■ Task requirements ■
Move the lines from the one with "TARGET = blue sky" up to and including the very last line, keeping every line and adding -48 to each coordinate number.

----- Entries provided

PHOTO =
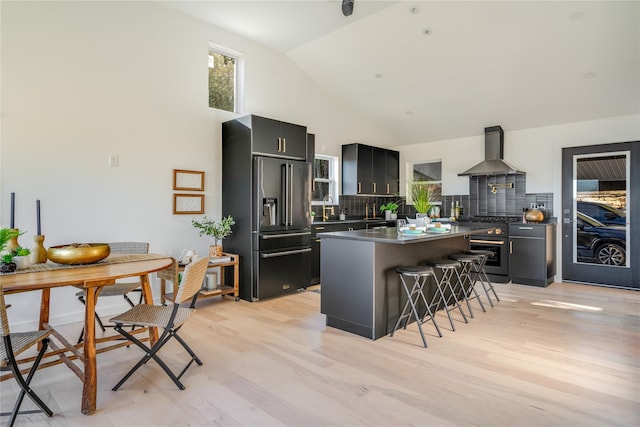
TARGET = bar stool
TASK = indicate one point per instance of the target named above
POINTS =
(420, 275)
(449, 270)
(466, 264)
(480, 274)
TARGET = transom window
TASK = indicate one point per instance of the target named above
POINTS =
(430, 173)
(325, 178)
(225, 79)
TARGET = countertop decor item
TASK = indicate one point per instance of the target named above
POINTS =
(216, 229)
(421, 196)
(38, 252)
(534, 215)
(22, 258)
(389, 209)
(79, 253)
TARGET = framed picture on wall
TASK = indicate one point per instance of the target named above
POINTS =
(188, 180)
(188, 203)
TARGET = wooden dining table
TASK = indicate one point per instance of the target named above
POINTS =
(92, 278)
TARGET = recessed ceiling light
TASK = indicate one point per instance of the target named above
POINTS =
(577, 15)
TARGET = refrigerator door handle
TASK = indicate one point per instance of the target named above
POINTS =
(285, 253)
(291, 193)
(280, 236)
(285, 193)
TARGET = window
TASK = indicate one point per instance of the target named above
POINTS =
(430, 173)
(325, 179)
(225, 79)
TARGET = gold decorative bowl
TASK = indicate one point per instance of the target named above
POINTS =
(78, 253)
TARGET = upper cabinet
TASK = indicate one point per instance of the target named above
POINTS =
(370, 170)
(276, 138)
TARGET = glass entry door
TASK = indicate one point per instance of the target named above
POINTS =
(599, 207)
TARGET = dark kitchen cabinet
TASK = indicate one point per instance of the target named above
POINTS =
(370, 170)
(532, 253)
(276, 138)
(326, 227)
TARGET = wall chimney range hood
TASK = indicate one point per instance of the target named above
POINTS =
(493, 163)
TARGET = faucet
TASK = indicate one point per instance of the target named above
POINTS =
(326, 209)
(366, 211)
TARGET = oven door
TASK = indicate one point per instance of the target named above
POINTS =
(498, 263)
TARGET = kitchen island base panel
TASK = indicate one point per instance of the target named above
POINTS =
(361, 292)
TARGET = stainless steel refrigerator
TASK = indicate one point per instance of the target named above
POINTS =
(269, 196)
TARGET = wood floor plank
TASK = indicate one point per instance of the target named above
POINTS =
(566, 355)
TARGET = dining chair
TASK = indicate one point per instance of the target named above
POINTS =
(12, 345)
(118, 289)
(169, 318)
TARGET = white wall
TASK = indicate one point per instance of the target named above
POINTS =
(82, 80)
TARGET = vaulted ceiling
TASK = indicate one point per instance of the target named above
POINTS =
(431, 70)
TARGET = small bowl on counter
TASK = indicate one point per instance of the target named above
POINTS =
(78, 253)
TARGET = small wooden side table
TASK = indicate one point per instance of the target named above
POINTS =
(171, 274)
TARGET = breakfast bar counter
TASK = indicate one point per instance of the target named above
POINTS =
(360, 290)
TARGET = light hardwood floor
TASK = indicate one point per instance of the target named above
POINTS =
(566, 355)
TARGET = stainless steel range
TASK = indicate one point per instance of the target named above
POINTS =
(496, 240)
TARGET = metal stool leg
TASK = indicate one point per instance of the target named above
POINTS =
(420, 276)
(467, 261)
(447, 267)
(481, 275)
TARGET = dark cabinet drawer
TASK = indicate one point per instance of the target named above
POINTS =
(528, 230)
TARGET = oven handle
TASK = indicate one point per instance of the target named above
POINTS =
(285, 253)
(488, 242)
(280, 236)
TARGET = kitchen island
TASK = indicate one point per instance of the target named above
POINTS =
(361, 291)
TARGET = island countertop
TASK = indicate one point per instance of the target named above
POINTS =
(390, 234)
(361, 292)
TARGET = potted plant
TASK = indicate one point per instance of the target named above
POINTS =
(6, 235)
(21, 256)
(421, 196)
(216, 229)
(390, 210)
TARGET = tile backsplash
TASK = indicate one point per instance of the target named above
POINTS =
(480, 201)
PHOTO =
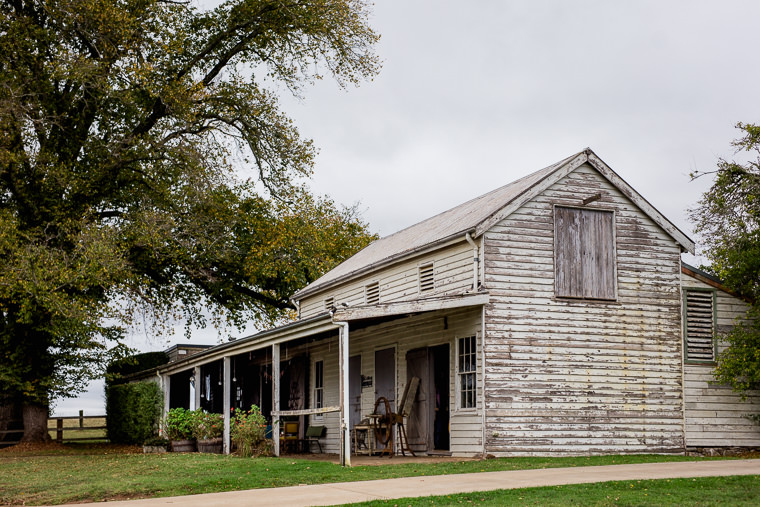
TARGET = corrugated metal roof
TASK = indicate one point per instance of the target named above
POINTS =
(442, 227)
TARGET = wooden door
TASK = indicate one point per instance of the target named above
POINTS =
(354, 390)
(418, 423)
(385, 378)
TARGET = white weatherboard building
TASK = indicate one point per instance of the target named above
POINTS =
(551, 316)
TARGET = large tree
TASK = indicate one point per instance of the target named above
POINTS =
(147, 173)
(728, 221)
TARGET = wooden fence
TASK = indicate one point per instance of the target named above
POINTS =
(13, 436)
(78, 429)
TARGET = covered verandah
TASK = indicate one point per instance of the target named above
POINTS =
(275, 371)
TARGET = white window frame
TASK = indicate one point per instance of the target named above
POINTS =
(461, 374)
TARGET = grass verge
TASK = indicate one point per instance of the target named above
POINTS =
(703, 491)
(79, 473)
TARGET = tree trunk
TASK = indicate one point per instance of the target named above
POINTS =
(10, 419)
(35, 423)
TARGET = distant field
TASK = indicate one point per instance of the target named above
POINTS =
(71, 430)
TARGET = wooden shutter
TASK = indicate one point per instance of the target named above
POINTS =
(372, 293)
(427, 278)
(700, 325)
(584, 253)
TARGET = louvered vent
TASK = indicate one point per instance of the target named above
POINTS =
(700, 326)
(372, 293)
(427, 280)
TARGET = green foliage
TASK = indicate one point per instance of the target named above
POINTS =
(147, 173)
(157, 442)
(207, 425)
(728, 221)
(133, 412)
(116, 370)
(248, 432)
(179, 424)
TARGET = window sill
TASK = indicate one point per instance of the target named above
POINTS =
(562, 299)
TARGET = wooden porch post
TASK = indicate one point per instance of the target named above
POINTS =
(166, 385)
(276, 398)
(345, 444)
(226, 403)
(198, 381)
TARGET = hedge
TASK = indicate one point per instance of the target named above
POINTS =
(133, 412)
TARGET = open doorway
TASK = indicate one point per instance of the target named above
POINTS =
(428, 424)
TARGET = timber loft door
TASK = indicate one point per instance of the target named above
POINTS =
(428, 425)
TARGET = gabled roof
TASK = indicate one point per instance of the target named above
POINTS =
(476, 217)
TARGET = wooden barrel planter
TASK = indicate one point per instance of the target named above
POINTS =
(183, 445)
(210, 445)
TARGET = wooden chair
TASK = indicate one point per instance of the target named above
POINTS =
(313, 434)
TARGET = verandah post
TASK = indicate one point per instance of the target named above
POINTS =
(276, 398)
(226, 403)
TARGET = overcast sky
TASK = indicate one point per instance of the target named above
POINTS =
(473, 95)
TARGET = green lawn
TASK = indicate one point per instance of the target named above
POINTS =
(96, 473)
(728, 491)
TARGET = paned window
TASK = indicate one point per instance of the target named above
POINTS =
(699, 332)
(466, 372)
(319, 384)
(584, 253)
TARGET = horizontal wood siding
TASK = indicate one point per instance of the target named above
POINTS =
(715, 415)
(405, 334)
(400, 282)
(579, 377)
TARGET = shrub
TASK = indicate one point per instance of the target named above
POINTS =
(133, 412)
(157, 442)
(248, 432)
(178, 424)
(207, 425)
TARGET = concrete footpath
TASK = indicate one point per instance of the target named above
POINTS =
(349, 492)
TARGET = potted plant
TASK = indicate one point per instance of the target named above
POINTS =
(208, 429)
(178, 428)
(248, 430)
(155, 445)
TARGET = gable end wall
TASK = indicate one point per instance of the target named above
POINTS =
(400, 282)
(576, 377)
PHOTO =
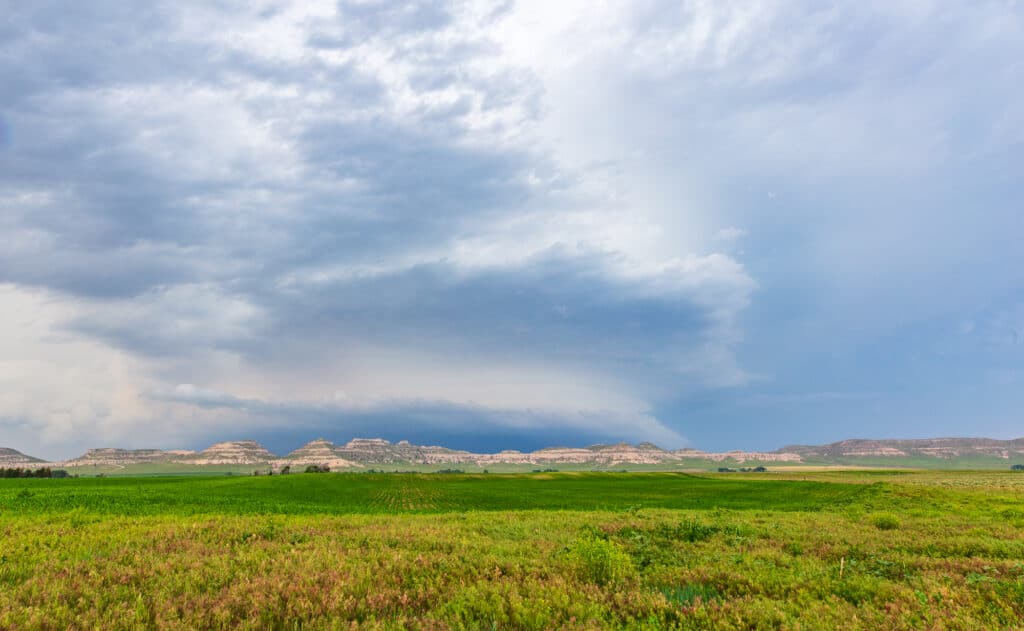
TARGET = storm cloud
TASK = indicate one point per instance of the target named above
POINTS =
(504, 224)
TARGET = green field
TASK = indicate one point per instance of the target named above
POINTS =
(809, 550)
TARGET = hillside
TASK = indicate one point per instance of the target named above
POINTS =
(380, 452)
(14, 458)
(941, 449)
(377, 453)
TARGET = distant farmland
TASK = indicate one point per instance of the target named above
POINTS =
(581, 550)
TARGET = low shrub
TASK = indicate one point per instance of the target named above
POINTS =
(599, 560)
(885, 521)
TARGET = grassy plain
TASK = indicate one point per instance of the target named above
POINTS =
(807, 550)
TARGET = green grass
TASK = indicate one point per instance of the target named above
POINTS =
(879, 550)
(354, 493)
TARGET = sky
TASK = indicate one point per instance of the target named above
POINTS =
(510, 224)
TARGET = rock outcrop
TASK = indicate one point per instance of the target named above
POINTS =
(233, 452)
(378, 451)
(13, 458)
(932, 448)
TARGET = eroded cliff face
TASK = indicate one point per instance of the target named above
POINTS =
(933, 448)
(368, 452)
(15, 459)
(379, 451)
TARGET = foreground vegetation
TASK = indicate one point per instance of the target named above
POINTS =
(553, 550)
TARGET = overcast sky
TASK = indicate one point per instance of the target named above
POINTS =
(706, 223)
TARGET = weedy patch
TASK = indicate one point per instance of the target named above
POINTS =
(885, 521)
(688, 595)
(600, 560)
(513, 552)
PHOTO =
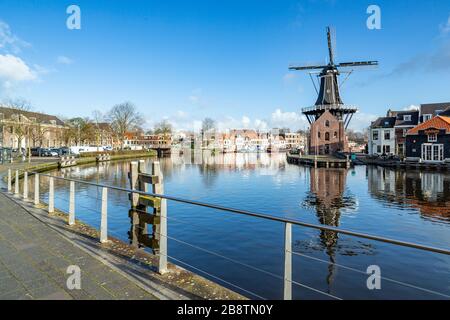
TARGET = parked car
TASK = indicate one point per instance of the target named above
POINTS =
(36, 152)
(49, 153)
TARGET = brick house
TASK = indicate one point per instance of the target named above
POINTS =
(429, 141)
(404, 121)
(382, 136)
(327, 135)
(23, 129)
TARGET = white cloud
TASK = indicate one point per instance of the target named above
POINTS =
(64, 60)
(9, 41)
(13, 70)
(293, 120)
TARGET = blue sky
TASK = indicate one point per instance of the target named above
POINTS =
(185, 60)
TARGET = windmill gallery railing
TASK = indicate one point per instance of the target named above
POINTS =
(141, 200)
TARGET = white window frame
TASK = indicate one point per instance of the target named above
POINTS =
(432, 135)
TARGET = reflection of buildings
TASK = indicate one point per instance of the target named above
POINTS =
(327, 188)
(429, 192)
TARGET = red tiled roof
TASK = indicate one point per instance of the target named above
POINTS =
(439, 122)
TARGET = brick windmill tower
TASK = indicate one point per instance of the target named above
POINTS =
(329, 117)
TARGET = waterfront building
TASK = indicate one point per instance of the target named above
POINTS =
(429, 141)
(431, 110)
(23, 129)
(382, 136)
(294, 140)
(404, 121)
(329, 117)
(139, 141)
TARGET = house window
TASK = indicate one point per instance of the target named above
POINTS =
(432, 137)
(375, 135)
(405, 132)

----------

■ Result ■
TARGET = blue sky
TASK = indicate one point per instance of the target named above
POINTS =
(137, 12)
TARGET = windmill gallery railing
TASK = indicate one point per instance of the target named above
POINTS =
(93, 152)
TARGET = white window frame
TASK = indicate one point per instance of the target named above
POINTS =
(384, 87)
TARGET = reflection of buildings
TASK = indicate one point per instance of the target named above
POINTS =
(279, 140)
(381, 144)
TARGET = red tiled roof
TASK = indicate one point per instance of the target named above
POINTS =
(391, 74)
TARGET = brick windmill tower
TASK = indicate one point per instance of the target named above
POINTS =
(281, 69)
TARGET = waterfront building
TASK = indicate one point per instance of the target named above
POINTS =
(381, 93)
(383, 62)
(-25, 81)
(334, 88)
(246, 92)
(356, 73)
(281, 69)
(91, 93)
TARGET = house window
TASK = indicate one point per instance of the target named above
POINTS =
(384, 89)
(327, 87)
(357, 84)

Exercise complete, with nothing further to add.